Select every row below that contains the string "road", and copy each of those rows.
--- --- ---
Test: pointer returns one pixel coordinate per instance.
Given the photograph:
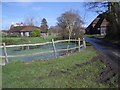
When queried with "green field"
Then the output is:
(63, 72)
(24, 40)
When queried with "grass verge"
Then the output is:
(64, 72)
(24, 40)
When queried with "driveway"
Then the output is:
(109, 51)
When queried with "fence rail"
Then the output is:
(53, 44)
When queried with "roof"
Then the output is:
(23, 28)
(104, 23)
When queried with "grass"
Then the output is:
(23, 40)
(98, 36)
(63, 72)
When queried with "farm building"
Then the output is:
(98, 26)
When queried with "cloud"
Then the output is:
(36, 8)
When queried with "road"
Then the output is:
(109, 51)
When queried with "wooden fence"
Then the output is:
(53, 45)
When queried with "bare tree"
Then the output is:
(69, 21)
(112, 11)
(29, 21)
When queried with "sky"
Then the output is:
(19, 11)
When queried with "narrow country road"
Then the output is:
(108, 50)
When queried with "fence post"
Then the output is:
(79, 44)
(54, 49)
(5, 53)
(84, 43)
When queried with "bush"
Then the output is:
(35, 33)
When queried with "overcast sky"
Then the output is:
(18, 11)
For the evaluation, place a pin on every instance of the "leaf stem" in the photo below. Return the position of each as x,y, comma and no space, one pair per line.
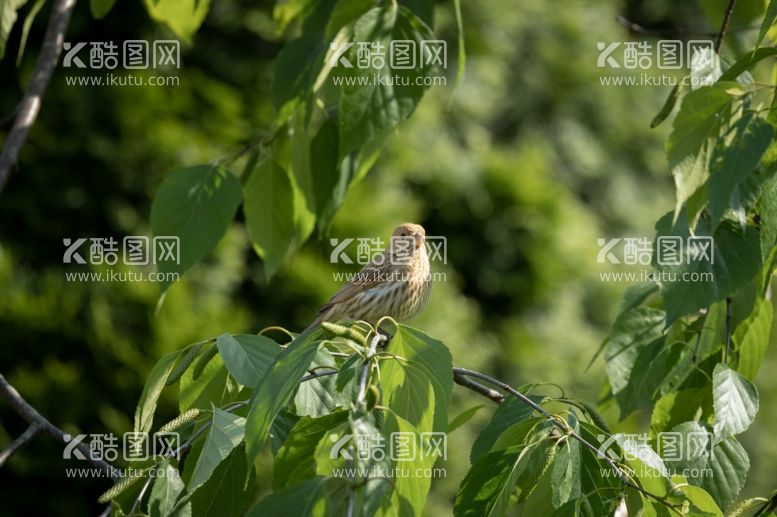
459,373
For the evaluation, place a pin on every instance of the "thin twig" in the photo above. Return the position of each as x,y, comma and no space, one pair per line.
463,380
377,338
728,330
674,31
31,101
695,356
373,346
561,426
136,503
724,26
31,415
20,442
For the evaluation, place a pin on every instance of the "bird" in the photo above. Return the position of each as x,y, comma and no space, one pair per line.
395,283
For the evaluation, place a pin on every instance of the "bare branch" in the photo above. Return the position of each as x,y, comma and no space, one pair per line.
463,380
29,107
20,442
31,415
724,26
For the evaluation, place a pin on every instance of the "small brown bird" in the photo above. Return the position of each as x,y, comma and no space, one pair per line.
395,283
--- --- ---
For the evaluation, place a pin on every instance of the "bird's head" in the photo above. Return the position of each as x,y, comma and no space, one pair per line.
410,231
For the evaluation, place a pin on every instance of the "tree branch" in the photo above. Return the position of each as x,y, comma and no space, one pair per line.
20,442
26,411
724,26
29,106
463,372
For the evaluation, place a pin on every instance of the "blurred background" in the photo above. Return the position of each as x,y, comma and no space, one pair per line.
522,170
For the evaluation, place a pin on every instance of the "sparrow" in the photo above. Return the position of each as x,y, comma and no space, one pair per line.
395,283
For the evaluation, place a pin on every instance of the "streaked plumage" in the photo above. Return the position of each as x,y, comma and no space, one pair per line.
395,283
--- --- ---
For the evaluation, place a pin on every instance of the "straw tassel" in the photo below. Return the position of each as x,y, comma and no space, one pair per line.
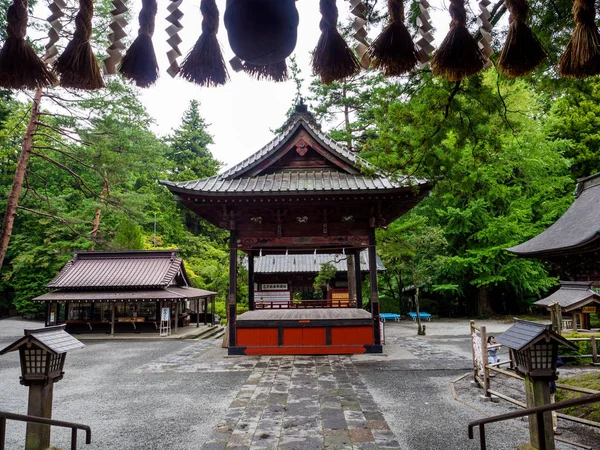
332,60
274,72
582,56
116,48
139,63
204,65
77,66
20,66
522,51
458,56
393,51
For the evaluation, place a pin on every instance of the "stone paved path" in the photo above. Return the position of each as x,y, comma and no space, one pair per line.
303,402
--- --- ---
*Reply*
When queried with "road"
When queried with "narrow country road"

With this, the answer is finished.